§ Requirement: Reproduce each of the items below word for word, omitting the picture.

▬▬▬

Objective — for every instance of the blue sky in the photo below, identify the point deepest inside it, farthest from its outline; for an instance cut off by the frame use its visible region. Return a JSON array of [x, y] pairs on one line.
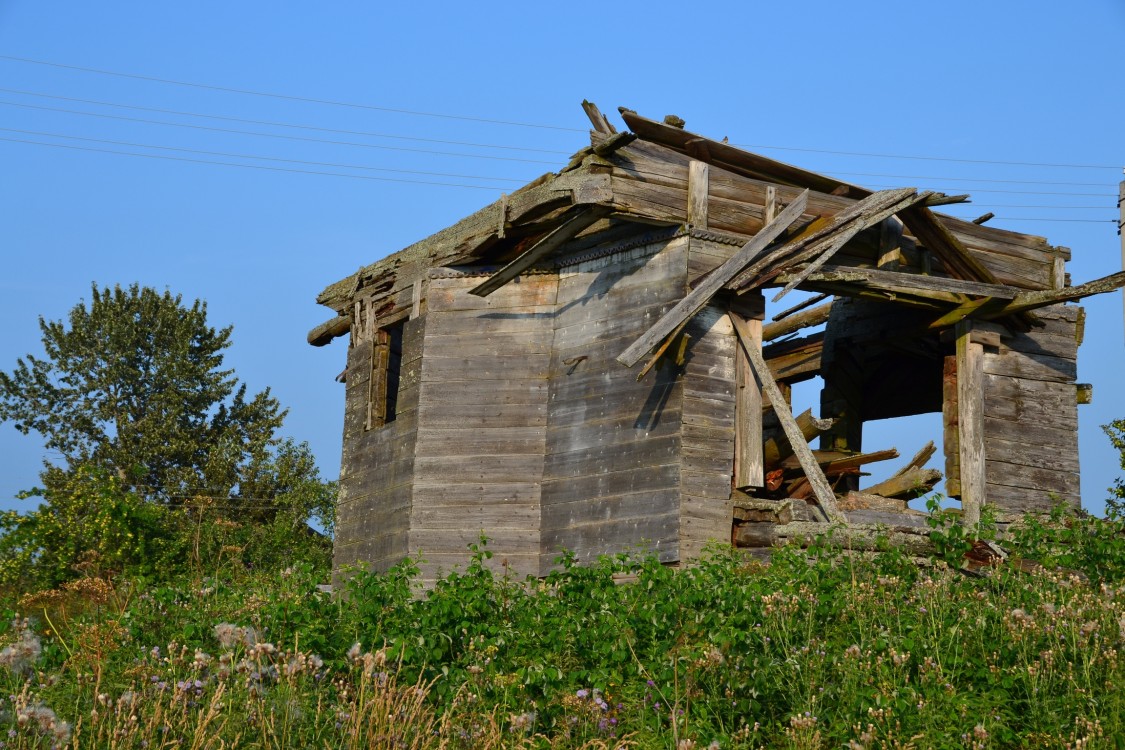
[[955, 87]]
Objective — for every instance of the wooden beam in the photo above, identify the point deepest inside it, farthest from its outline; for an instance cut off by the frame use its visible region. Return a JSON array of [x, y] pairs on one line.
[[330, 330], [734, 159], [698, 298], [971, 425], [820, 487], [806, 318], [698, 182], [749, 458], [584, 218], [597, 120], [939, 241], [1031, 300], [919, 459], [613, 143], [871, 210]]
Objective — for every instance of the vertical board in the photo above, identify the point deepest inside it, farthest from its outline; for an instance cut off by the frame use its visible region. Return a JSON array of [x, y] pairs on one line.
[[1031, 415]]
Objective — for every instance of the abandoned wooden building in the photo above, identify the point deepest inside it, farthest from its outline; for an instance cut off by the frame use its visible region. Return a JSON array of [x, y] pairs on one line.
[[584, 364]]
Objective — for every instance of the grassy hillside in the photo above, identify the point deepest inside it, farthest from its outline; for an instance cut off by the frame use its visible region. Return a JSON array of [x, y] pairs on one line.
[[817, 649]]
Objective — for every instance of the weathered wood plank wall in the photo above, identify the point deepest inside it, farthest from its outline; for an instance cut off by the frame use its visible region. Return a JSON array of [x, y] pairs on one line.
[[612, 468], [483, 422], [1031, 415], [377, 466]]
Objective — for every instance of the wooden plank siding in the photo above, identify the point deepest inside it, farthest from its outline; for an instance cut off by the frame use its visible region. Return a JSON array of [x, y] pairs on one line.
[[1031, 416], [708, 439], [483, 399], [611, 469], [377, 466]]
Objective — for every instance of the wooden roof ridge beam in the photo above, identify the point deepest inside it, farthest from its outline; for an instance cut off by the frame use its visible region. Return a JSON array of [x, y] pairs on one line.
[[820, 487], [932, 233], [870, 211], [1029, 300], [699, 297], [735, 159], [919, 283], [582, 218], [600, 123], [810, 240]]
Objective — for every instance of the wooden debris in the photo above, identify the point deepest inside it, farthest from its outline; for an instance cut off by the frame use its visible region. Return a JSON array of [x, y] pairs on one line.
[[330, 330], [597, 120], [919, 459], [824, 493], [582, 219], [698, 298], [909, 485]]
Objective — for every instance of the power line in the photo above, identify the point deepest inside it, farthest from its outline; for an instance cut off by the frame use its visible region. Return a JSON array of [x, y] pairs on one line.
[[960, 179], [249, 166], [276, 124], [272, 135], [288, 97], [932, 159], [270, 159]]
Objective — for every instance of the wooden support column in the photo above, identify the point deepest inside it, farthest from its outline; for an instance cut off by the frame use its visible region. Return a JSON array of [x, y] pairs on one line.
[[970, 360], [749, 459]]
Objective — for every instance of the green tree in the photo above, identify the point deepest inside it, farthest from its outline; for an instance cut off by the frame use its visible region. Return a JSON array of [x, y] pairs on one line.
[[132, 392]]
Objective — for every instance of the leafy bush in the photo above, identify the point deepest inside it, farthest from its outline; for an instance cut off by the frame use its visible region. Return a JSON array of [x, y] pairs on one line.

▬▬▬

§ Task result:
Objective — for every instance of the blue sky in the photo below, identify the point deepest inside it, farthest from its outline; for an instance cut off by the frame use its visible region. Return a JSON array of [x, y] pairs on one line.
[[955, 87]]
Objective — for every instance of the wooden beam in the photo above, identify the point deepest inside it, farthest from its outline; for an instance cut off by the frame use its visible region. Return a JSON array of [x, y] pairs on one line.
[[330, 330], [734, 159], [698, 298], [971, 425], [820, 487], [806, 318], [698, 182], [749, 458], [584, 218], [597, 120], [939, 241], [1031, 300], [919, 459], [613, 143], [871, 210]]
Objective — for every instance of the vertical board in the photo above, identify the point deepest inside it, farthest from its outline; for an instance cut off by the frame use its visible region. Return a JSON array of [x, y] pairs on one line.
[[1031, 415]]
Objective — for every instance of the abandoned wooden building in the photo above, identify the point deepest inside it, farthest from its outline; for an instance cut off by the frame use its visible region. Return a JSON array of [x, y] pairs on one line.
[[584, 364]]
Objective — for every instance of the grassy hillside in the photo above, identify the point deepest inside it, farthest from its outline; for an instance cut off by the frame use its visible region. Return a JSON array of [x, y] pairs on one line.
[[817, 649]]
Objective — for every instance of the weathered wood plank wall in the photo above, identify the point deepest inside it, farthest from its outline; for an instance cut off by the frame use its visible region. Return a JSON array of [x, y] pairs on one line.
[[612, 468], [483, 422], [1031, 415], [377, 466]]
Objective — for every instance of the wooden plank siding in the photo above, identify the point deepest inside it, farthest from its outline; for an instance cut off by the frame use its visible region. Return a JSON array of [x, y] pairs on one line.
[[1031, 416], [708, 439], [483, 399], [611, 469], [377, 466]]
Objective — for every instance of the wooden roof ridge beam in the photo above, identify the point deepest inside it, farthest from its outline; for an instance cut off by the frame use its visible region. Return a JSON array of [x, y] pairs on one line.
[[820, 487], [932, 233], [870, 211], [1029, 300], [699, 297], [735, 159], [919, 283], [582, 218], [600, 123], [810, 240]]
Objective — for every instance of the wooden debris in the photo above, identify the point deepest inside it, farthest from its outline; for an instance cut off by the frame use its visible region. Return a JSON array of [x, y] pairs on one line.
[[330, 330], [597, 120], [919, 459], [824, 493], [582, 219], [698, 298], [909, 485]]
Objective — for every instance of the power line in the photo above, identify the point deepest inside it, farthest from its outline; for an instance cut off by the frame use its visible region. Return a JSON array of [x, y] pairs on one line.
[[960, 179], [249, 166], [276, 124], [272, 135], [288, 97], [932, 159], [270, 159]]
Objective — for every instance of the wooden support column in the photo above, identify the point deepest inside it, farthest from its outline; for an instance cut off by the frame use its visible region. Return a JSON array of [x, y] pairs on one line.
[[970, 360], [749, 459]]
Objective — for every instance of the green tree in the photo above, identify the point deepest inside it, farthest from its outline; for an instance cut off by the frame use its visible region. Return a JSON array of [x, y] pairs on one line.
[[132, 392]]
Objective — for every instance of the leafy bush in the photo above, identify the point deepest inside it, farthest from its outline; for an instance cut off by the frame use its visible region. Return a JSON array of [x, y] pairs on one line.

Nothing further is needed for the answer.